Required task:
Retype a section of the book review of The Language of Flowers, starting at the words "My Thoughts" and ending after "of her own.".

Friday, September 7, 2012

REVIEW (Book Club Read): The Language of Flowers by Vanessa Diffenbaugh


The Victorian language of flowers was used to convey romantic expressions: honeysuckle for devotion, asters for patience, and red roses for love. But for Victoria Jones, it’s been more useful in communicating mistrust and solitude. After a childhood spent in the foster-care system, she is unable to get close to anybody, and her only connection to the world is through flowers and their meanings. Now eighteen and emancipated from the system with nowhere to go, Victoria realizes she has a gift for helping others through the flowers she chooses for them. But an unexpected encounter with a mysterious stranger has her questioning what’s been missing in her life. And when she’s forced to confront a painful secret from her past, she must decide whether it’s worth risking everything for a second chance at happiness.

Paperback, 308 pages
Published April 3rd 2012 by Ballantine Books (first published January 1st 2011)
ISBN 0345525558 (ISBN13: 9780345525550)

About the Author

Vanessa Diffenbaugh was born in San Francisco and raised in Chico, California. After studying creative writing and education at Stanford, she went on to teach art and writing to youth in low-income communities. She and her husband, PK, have three children: Tre’von, eighteen; Chela, four; and Miles, three. Tre’von, a former foster child, is attending New York University on a Gates Millennium Scholarship. Diffenbaugh and her family currently live in Cambridge, Massachusetts, where her husband is studying urban school reform at Harvard.

Vanessa Diffenbaugh is also the founder of the Camellia Network. The mission of the Camellia Network is to create a nationwide movement to support youth transitioning from foster care. In The Language of Flowers, Camellia [kuh-meel-yuh] means “My Destiny is in Your Hands.” The network’s name emphasizes the belief in the interconnectedness of humanity: each gift a young person receives will be accompanied by a camellia, a reminder that the destiny of our nation lies in the hands of our youngest citizens. For more information visit

Follow the author on Facebook
Follow Vanessa on Twitter @VDiffenbaugh

My Thoughts

Victoria has struggled with life. Given up at birth, she has been tossed from home to home, never finding a family. Now aging out of the system at eighteen, it is time to make life her own and do with it as she please. She is lucky enough to have a few very important people enter life (Renata gives her a job, and Grant gives her his heart), and instead of following a traditional path, she creates a new one of her own.

Provided data:
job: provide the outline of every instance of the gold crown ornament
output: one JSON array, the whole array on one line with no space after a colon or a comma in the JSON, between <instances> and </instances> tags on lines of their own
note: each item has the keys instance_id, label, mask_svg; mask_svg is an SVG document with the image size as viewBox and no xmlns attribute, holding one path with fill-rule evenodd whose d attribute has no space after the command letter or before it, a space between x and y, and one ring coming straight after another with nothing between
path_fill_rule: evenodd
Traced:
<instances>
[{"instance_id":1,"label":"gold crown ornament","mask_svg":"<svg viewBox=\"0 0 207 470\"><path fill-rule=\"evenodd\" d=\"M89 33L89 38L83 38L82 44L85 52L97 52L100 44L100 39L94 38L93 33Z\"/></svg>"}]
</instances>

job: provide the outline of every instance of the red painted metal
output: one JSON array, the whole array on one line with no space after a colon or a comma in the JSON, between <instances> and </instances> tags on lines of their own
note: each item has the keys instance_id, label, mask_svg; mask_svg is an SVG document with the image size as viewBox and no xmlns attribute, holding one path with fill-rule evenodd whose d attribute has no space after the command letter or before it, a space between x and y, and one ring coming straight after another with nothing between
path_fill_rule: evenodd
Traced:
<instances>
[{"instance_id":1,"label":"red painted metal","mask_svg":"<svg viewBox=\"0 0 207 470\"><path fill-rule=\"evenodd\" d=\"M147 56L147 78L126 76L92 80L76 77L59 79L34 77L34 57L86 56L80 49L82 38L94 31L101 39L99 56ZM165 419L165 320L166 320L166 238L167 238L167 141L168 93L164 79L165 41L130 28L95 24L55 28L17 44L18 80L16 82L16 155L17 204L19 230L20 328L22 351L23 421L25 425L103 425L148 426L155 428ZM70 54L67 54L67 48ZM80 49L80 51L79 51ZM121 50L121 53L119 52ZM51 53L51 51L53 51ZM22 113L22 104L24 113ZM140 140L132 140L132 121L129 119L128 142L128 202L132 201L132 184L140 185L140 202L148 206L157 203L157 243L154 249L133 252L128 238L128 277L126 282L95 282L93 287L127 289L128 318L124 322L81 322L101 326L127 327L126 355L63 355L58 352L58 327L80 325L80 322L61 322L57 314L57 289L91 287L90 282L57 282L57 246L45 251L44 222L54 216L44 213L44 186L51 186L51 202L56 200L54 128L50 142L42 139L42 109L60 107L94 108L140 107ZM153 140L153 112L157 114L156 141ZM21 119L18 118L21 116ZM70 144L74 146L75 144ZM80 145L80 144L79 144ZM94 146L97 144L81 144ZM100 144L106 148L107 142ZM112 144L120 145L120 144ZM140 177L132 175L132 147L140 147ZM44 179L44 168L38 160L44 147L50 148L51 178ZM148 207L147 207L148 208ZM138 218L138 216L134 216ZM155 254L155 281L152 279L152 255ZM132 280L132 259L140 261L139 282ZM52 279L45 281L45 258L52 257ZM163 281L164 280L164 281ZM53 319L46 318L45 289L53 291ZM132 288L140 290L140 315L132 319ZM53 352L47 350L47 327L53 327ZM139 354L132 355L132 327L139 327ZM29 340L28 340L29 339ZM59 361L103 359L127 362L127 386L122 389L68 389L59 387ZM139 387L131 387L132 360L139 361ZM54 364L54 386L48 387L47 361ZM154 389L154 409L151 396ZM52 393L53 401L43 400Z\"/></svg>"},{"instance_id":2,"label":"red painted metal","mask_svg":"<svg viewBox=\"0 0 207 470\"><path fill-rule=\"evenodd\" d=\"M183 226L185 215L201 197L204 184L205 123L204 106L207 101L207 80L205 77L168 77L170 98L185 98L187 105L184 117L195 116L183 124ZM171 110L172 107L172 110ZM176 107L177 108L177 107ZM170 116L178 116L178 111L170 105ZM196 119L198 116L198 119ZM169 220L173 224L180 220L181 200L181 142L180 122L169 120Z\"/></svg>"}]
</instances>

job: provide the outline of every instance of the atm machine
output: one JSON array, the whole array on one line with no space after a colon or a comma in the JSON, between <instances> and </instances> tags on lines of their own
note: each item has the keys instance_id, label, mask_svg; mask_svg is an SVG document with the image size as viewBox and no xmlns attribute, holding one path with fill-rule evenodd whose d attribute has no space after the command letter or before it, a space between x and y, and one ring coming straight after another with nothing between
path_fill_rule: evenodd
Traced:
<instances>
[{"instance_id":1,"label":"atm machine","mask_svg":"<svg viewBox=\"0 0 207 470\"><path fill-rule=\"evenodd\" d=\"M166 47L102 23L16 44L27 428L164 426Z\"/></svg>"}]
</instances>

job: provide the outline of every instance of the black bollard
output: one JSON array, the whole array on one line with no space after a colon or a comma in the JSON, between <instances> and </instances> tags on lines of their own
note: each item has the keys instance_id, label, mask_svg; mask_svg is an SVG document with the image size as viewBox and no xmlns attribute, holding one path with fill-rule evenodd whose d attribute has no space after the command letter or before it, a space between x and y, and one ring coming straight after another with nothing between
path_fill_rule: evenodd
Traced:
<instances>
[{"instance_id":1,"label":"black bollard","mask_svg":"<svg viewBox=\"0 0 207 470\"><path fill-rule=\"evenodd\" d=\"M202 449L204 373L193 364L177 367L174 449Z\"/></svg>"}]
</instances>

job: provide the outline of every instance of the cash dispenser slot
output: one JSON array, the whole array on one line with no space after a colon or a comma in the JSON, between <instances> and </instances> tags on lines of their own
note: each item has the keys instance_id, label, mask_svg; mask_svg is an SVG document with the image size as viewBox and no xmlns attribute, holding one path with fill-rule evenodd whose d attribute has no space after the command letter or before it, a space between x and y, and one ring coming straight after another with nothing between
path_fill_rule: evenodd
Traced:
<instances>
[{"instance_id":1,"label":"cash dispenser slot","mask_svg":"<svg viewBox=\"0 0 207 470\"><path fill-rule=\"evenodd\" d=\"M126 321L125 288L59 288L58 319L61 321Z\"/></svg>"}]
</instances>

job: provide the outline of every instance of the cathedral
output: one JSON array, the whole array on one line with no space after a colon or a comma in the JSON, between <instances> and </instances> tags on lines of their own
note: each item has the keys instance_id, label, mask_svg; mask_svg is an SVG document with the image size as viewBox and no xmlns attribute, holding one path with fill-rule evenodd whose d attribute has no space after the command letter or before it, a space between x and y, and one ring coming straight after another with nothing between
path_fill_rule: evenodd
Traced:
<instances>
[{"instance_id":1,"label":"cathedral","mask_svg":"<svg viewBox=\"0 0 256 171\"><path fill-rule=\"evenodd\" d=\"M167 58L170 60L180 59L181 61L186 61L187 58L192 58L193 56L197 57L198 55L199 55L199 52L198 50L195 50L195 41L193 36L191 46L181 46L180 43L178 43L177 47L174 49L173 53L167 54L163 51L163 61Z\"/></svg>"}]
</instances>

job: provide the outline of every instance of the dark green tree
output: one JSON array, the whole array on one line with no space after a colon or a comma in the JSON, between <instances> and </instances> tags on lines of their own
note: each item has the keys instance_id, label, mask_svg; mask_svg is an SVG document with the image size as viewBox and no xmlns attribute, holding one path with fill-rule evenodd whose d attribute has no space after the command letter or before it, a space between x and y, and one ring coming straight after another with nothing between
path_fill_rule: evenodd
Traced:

The result:
My Thoughts

Victoria has struggled with life. Given up at birth, she has been tossed from home to home, never finding a family. Now aging out of the system at eighteen, it is time to make life her own and do with it as she please. She is lucky enough to have a few very important people enter life (Renata gives her a job, and Grant gives her his heart), and instead of following a traditional path, she creates a new one of her own.